* **Goal**
In the Hadoop setup guide, what command installs Java?

* **Given passage**
** Begin **

How to Install and Configure Apache Hadoop on Debian 11

Apache Hadoop is an open-source, Java-based software platform that manages data processing and storage for big data applications. Hadoop works by distributing large data sets and analytics jobs across nodes in a computing cluster, breaking them down into smaller workloads that can be run in parallel. Hadoop can process structured and unstructured data and scale up reliably froma single server to thousands of machines.

Update the system

Update the system packages with the latest version with the following command and reboot the system once updated.

apt-get update -y

Installing Java

Apache Hadoop is an application based on JAVA programming, so we need to install JAVA with the following command.

apt-get install default-jdk default-jre -y

Verify the JAVA version once the installation is done.

java -version

Output:

root@server:~# java --version
openjdk 11.0.12 2021-07-20
OpenJDK Runtime Environment (build 11.0.12+7-post-Debian-2)
OpenJDK 64-Bit Server VM (build 11.0.12+7-post-Debian-2, mixed mode, sharing)

Creating hadoop user

Create Hadoop User and Setup Passwordless SSH for Hadoop user run the follwing command to create Hadoop user.

adduser hadoop

Output:

root@server:~# adduser hadoop
Adding user `hadoop' ...
Adding new group `hadoop' (1001) ...
Adding new user `hadoop' (1001) with group `hadoop' ...
Creating home directory `/home/hadoop' ...
Copying files from `/etc/skel' ...

Switch to Hadoop user once the user has been created.

su - hadoop

Run the following command to generate the SSH key.

** End **

* **Dataset rows**

** Begin **

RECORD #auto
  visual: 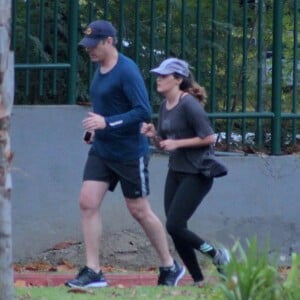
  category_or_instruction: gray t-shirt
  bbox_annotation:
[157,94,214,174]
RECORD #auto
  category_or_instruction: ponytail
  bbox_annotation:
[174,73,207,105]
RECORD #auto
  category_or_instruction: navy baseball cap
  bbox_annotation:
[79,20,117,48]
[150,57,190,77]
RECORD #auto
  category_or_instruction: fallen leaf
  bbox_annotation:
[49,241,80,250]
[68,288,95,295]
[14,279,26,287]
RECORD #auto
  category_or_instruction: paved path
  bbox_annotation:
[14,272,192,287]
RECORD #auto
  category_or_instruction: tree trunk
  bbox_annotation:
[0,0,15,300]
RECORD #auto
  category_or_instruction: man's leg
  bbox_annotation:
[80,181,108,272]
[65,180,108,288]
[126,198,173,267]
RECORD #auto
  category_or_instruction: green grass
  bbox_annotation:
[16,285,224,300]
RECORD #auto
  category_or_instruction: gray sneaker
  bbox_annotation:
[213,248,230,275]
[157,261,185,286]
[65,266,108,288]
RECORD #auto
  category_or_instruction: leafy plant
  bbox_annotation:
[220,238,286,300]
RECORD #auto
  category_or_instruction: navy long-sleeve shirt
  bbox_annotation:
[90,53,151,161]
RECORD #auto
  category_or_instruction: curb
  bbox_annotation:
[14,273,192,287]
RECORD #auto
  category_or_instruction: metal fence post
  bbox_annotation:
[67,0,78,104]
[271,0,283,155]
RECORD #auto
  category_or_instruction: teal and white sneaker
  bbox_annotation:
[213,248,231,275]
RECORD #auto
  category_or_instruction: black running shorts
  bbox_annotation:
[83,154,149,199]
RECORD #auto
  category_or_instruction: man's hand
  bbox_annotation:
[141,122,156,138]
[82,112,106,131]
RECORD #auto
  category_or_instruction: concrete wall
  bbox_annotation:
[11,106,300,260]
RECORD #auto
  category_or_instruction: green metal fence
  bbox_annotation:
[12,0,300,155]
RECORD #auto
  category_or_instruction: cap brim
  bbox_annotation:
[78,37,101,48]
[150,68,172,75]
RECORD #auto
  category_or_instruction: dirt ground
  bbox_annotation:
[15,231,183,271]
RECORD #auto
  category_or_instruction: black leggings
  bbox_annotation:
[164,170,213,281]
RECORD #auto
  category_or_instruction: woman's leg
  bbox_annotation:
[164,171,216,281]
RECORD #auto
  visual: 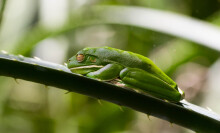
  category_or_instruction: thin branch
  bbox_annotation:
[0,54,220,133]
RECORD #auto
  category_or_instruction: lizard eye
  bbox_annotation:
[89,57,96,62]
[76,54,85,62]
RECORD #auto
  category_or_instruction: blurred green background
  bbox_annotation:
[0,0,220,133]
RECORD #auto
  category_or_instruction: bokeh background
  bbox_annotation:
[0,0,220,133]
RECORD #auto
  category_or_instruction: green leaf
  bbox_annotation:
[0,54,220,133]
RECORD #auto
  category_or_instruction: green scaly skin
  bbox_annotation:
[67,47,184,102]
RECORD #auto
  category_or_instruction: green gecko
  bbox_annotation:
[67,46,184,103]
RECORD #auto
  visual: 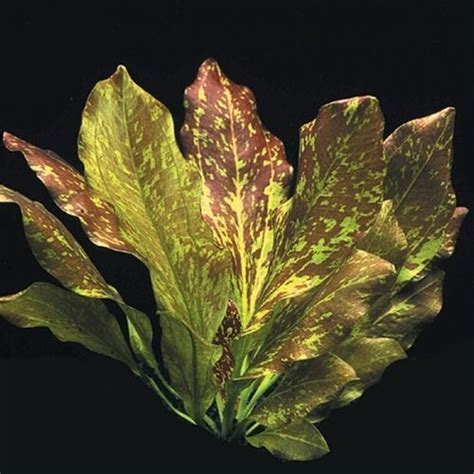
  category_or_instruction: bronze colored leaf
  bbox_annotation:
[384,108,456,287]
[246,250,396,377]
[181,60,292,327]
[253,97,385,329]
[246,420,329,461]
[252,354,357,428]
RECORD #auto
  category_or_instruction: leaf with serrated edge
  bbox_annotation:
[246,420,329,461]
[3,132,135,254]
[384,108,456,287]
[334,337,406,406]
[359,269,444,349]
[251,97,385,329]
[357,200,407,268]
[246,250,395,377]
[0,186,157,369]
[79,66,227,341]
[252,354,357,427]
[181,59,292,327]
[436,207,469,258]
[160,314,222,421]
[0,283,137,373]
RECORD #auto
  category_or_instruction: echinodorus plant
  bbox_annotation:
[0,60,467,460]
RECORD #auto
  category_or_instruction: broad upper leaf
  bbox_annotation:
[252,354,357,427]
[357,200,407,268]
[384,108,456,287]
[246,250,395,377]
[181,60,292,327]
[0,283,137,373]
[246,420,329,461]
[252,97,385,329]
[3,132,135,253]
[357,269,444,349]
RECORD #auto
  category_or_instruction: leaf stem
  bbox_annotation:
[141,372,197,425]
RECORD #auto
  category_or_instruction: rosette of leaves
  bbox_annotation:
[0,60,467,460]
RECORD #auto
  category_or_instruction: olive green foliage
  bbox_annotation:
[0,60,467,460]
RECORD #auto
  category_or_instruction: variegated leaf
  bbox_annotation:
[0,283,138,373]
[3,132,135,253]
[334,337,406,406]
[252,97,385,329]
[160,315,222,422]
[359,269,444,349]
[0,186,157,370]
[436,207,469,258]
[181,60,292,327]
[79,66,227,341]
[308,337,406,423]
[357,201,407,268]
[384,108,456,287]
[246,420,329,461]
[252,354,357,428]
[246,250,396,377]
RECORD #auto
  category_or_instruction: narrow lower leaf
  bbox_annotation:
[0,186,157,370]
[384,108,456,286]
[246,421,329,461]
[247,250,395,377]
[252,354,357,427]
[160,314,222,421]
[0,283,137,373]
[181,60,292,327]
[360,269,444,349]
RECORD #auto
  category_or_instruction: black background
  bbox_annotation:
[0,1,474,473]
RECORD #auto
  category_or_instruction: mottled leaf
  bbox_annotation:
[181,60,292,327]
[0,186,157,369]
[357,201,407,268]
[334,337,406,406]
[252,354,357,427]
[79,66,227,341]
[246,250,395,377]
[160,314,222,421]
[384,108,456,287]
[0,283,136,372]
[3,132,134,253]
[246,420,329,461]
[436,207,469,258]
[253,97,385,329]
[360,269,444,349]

** End **
** Begin **

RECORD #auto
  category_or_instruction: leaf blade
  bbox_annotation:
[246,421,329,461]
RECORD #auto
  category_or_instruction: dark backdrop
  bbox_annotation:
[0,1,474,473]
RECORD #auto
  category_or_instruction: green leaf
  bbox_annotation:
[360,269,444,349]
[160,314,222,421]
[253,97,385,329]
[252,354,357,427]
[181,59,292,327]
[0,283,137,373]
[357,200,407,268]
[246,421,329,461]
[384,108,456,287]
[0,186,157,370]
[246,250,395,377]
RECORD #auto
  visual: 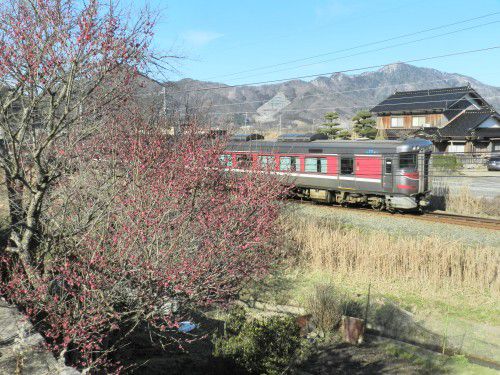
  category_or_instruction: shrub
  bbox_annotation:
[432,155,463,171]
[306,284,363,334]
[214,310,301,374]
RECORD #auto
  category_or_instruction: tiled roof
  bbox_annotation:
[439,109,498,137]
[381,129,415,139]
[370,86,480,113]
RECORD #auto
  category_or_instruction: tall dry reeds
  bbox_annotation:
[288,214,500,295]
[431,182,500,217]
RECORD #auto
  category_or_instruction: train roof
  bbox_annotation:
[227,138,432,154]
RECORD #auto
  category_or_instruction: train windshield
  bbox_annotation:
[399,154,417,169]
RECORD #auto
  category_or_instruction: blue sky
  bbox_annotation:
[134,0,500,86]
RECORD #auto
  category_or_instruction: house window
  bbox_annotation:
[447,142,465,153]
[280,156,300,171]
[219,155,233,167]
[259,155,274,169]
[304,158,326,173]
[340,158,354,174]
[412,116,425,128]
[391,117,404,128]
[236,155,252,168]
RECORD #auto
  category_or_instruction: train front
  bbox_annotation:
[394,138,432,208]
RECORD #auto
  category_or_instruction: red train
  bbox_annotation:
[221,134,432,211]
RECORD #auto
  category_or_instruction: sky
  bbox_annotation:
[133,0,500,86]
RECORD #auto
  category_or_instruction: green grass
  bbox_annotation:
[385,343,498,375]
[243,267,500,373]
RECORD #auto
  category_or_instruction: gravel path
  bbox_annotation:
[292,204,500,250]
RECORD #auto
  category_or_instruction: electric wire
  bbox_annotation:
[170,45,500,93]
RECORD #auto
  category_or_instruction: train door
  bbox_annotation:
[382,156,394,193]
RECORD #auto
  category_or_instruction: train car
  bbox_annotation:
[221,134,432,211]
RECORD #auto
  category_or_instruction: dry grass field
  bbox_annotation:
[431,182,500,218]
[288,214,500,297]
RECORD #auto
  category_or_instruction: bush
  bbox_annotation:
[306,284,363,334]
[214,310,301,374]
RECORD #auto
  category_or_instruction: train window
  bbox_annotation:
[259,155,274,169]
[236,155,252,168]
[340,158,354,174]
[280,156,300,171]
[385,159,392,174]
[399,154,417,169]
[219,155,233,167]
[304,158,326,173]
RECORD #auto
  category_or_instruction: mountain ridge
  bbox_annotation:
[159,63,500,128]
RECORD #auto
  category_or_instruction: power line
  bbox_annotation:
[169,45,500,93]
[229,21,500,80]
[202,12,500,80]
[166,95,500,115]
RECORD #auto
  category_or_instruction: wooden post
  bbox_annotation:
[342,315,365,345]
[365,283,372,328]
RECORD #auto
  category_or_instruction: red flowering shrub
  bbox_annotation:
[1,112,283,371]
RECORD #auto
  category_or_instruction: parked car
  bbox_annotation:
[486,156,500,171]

** End **

* **Written response**
apt-get install default-jdk default-jre -y